** Text section follows **

Babies with EB require calories sufficient for growth and development as well as for wound healing. Infants with blisters and lesions in their mouths may have difficulty latching on and sucking. Because nutrition in these babies is so important, expressed breast milk often is provided rather than actual breast feeding. If the mother decides to breast feed, the baby's weight must be monitored, and a plan to switch to pumping and bottle feeding is essential should the baby fail to gain weight. Practitioners should help the mother understand that most babies with EB do not breast feed successfully, and that bonding will occur if she holds and cuddles the baby during feedings.

Many babies with EB have difficulty sucking from a standard nipple. Cleft palate nipples, such as the SpecialNeeds® Feeder (known in the past as the Haberman Feeder) or the Pigeon Feeder incorporate a valve that facilitates delivery of the formula without the need for vigorous sucking. Using a cleft palate feeder, milk may even be squeezed into the baby’s mouth if sucking is traumatic.

** End of Text section **
** Supplied data follows **

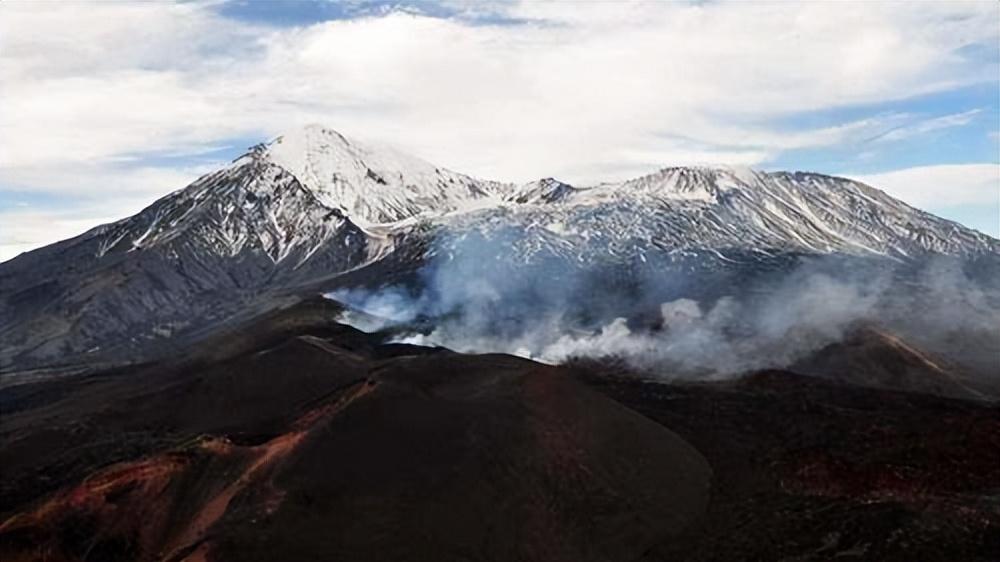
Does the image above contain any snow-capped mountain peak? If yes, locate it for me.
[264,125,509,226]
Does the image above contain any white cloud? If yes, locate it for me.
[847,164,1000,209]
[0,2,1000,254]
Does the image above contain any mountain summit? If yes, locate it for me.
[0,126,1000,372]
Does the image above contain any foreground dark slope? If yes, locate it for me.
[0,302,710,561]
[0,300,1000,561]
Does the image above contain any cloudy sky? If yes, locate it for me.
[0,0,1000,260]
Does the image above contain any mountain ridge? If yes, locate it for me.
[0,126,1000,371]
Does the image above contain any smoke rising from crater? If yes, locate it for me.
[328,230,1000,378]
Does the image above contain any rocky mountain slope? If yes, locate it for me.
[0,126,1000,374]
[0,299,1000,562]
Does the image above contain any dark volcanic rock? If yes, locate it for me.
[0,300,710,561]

** End of Supplied data **

Reproduce the full text on feeding babies with EB word for word.

* [Solution for this task]
Babies with EB require calories sufficient for growth and development as well as for wound healing. Infants with blisters and lesions in their mouths may have difficulty latching on and sucking. Because nutrition in these babies is so important, expressed breast milk often is provided rather than actual breast feeding. If the mother decides to breast feed, the baby's weight must be monitored, and a plan to switch to pumping and bottle feeding is essential should the baby fail to gain weight. Practitioners should help the mother understand that most babies with EB do not breast feed successfully, and that bonding will occur if she holds and cuddles the baby during feedings.

Many babies with EB have difficulty sucking from a standard nipple. Cleft palate nipples, such as the SpecialNeeds® Feeder (known in the past as the Haberman Feeder) or the Pigeon Feeder incorporate a valve that facilitates delivery of the formula without the need for vigorous sucking. Using a cleft palate feeder, milk may even be squeezed into the baby’s mouth if sucking is traumatic.